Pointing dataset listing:
>> start
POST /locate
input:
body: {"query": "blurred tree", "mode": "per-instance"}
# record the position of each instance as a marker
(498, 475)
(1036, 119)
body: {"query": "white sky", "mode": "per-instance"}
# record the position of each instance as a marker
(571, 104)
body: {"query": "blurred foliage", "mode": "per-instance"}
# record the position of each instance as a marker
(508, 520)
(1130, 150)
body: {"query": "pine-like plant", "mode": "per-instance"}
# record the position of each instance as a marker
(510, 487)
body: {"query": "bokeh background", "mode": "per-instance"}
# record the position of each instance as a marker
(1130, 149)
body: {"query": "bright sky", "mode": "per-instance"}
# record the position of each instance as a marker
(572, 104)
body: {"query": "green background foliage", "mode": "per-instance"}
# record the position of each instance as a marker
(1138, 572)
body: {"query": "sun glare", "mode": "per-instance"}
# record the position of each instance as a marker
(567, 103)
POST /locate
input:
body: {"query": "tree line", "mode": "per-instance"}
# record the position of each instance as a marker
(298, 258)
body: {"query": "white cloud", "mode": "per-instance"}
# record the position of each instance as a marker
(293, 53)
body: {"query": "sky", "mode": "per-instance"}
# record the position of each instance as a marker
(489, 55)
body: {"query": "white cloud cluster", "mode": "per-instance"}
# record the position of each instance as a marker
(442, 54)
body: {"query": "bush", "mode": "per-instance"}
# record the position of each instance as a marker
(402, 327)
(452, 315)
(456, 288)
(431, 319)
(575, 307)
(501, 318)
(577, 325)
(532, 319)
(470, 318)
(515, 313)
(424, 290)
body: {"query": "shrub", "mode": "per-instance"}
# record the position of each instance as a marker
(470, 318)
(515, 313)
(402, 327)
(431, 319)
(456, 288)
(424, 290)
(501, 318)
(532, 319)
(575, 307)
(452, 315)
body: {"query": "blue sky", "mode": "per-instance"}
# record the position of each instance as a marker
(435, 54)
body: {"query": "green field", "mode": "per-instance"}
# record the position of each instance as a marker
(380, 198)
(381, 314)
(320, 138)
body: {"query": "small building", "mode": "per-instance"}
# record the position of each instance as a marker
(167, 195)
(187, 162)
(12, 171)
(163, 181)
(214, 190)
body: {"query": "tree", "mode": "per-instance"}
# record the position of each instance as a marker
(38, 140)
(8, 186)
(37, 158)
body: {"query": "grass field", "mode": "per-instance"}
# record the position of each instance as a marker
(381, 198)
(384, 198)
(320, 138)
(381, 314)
>> end
▶ [THE REQUEST] Print the stretch of the listing above from its start through the line that contains "(1130, 150)", both ends included.

▶ [CORRECT RESULT]
POST /locate
input:
body: {"query": "blurred tree", "mode": "per-instance"}
# record the position of each instance as a marker
(498, 475)
(1036, 119)
body: {"query": "white sky", "mode": "per-instance"}
# record the position of each instance as a marker
(571, 104)
body: {"query": "blurred foliage", "mode": "per-instance"}
# record the position of each instance as a marker
(508, 520)
(1130, 150)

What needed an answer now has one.